**Problem description:**
The data below needs to be returned exactly, line for line.

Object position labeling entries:
»»
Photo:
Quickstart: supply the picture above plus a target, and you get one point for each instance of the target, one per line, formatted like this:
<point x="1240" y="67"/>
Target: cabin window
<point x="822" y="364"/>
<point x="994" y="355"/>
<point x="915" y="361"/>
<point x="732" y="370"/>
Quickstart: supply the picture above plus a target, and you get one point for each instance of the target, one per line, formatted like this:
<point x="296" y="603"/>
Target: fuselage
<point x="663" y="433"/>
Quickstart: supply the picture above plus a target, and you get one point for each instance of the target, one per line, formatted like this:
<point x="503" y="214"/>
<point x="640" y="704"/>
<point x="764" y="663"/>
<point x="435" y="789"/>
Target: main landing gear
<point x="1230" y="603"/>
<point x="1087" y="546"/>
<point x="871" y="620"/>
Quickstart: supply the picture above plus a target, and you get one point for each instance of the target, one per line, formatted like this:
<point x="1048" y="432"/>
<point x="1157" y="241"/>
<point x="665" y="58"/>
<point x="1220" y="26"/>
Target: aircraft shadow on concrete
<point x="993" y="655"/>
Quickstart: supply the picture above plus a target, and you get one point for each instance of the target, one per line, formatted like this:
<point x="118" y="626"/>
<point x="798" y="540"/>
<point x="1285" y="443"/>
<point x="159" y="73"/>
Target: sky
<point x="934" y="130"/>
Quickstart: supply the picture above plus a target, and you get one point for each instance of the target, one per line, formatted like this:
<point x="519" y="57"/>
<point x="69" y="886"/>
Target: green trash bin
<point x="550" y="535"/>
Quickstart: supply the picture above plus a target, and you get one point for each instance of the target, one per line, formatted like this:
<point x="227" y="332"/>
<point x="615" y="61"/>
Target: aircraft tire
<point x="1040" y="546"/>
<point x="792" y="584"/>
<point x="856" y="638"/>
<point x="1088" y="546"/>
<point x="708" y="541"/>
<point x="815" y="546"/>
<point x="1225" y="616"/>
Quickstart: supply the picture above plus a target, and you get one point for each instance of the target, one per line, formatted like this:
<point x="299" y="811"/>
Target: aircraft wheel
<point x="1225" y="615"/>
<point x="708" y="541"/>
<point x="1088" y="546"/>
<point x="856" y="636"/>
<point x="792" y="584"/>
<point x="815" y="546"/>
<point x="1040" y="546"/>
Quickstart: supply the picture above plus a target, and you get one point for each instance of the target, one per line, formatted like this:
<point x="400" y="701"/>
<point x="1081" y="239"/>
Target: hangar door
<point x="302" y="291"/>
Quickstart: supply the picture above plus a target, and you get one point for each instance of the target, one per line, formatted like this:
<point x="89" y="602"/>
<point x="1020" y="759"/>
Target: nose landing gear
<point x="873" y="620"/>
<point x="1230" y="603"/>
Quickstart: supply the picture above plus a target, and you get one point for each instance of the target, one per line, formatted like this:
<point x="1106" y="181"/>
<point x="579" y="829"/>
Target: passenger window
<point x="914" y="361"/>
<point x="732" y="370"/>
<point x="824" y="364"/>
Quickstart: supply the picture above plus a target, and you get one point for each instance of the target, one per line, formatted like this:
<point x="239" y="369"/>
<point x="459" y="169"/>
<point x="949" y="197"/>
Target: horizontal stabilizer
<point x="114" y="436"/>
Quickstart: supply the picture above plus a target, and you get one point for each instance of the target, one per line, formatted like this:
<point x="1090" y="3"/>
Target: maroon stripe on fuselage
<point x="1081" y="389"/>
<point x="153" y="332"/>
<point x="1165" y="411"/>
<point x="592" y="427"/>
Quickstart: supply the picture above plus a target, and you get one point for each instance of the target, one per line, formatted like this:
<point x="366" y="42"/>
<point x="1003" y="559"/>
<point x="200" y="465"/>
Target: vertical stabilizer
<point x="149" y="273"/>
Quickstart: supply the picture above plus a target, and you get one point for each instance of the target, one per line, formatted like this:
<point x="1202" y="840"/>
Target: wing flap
««
**Finished exercise:**
Photo:
Quickstart: supply the picture above plus a target, and you get one point for each instance of the target, one per line, formatted like this:
<point x="1240" y="67"/>
Target: cabin window
<point x="822" y="364"/>
<point x="994" y="355"/>
<point x="915" y="361"/>
<point x="732" y="370"/>
Quickstart: supply the picture above plus a target, and you get one point for each instance of the target, one per line, formatted like this:
<point x="296" y="603"/>
Target: fuselage
<point x="663" y="433"/>
Quickstart: supply the picture above plus a target, and you get one point for each instance of the target, one per line, formatted like this:
<point x="503" y="214"/>
<point x="640" y="704"/>
<point x="764" y="663"/>
<point x="435" y="789"/>
Target: main landing gear
<point x="1230" y="603"/>
<point x="1087" y="546"/>
<point x="871" y="620"/>
Quickstart: supply the picture above plus a target, and you get one point for each instance of the target, one per line, formatted like this:
<point x="1048" y="432"/>
<point x="1157" y="241"/>
<point x="665" y="58"/>
<point x="1220" y="26"/>
Target: aircraft shadow on concrete
<point x="993" y="655"/>
Quickstart: supply the picture above plus a target, and you get one point for each instance of the target, one per line, formatted like this:
<point x="118" y="626"/>
<point x="798" y="540"/>
<point x="1285" y="443"/>
<point x="159" y="73"/>
Target: sky
<point x="934" y="130"/>
Quickstart: supply the picture above plus a target, and you get one point for each instance of the target, one per line, formatted like this:
<point x="519" y="57"/>
<point x="69" y="886"/>
Target: green trash bin
<point x="550" y="535"/>
Quickstart: supply the picture above plus a target, and you get one point for each instance of the target, one per line, formatted like this:
<point x="227" y="332"/>
<point x="615" y="61"/>
Target: aircraft tire
<point x="1040" y="546"/>
<point x="792" y="584"/>
<point x="856" y="638"/>
<point x="1088" y="546"/>
<point x="708" y="541"/>
<point x="815" y="546"/>
<point x="1225" y="616"/>
Quickstart: supply the picture above plus a target, and you get one point for each instance of the target, one per line, formatted like this:
<point x="299" y="811"/>
Target: aircraft wheel
<point x="1225" y="615"/>
<point x="708" y="541"/>
<point x="1088" y="546"/>
<point x="856" y="636"/>
<point x="792" y="584"/>
<point x="815" y="546"/>
<point x="1040" y="546"/>
Quickstart: supply the picture above plus a target, and you get one point for each instance of the target, one per line, formatted like this:
<point x="400" y="701"/>
<point x="1081" y="239"/>
Target: hangar door
<point x="302" y="291"/>
Quickstart: supply the picture above plus a target, and you get one point for each instance of the target, one per line, formatted like this:
<point x="89" y="602"/>
<point x="1020" y="759"/>
Target: nose landing gear
<point x="873" y="620"/>
<point x="1230" y="603"/>
Quickstart: supply the picture above plus a target, and you get one point for each instance of the target, one per line, formatted like this:
<point x="1106" y="181"/>
<point x="579" y="829"/>
Target: passenger window
<point x="914" y="361"/>
<point x="732" y="370"/>
<point x="824" y="364"/>
Quickstart: supply the picture above plus a target, and you get one point for each instance of the target, one per line, formatted like this:
<point x="239" y="369"/>
<point x="459" y="169"/>
<point x="949" y="197"/>
Target: horizontal stabilizer
<point x="114" y="436"/>
Quickstart: supply the picture above plus a target, and you get one point for each instance of the target, one per line, formatted like this:
<point x="1090" y="3"/>
Target: maroon stripe on fuselage
<point x="1081" y="389"/>
<point x="153" y="332"/>
<point x="1165" y="411"/>
<point x="592" y="427"/>
Quickstart: supply the picture above plus a target, and you get one point for each instance of the target, one per line, formatted like this:
<point x="366" y="42"/>
<point x="1003" y="559"/>
<point x="200" y="465"/>
Target: vertical stabilizer
<point x="149" y="273"/>
Quickstart: supply the picture above plus a target, and you get one point for each instance of the target, one per line, formatted like this:
<point x="1202" y="840"/>
Target: wing flap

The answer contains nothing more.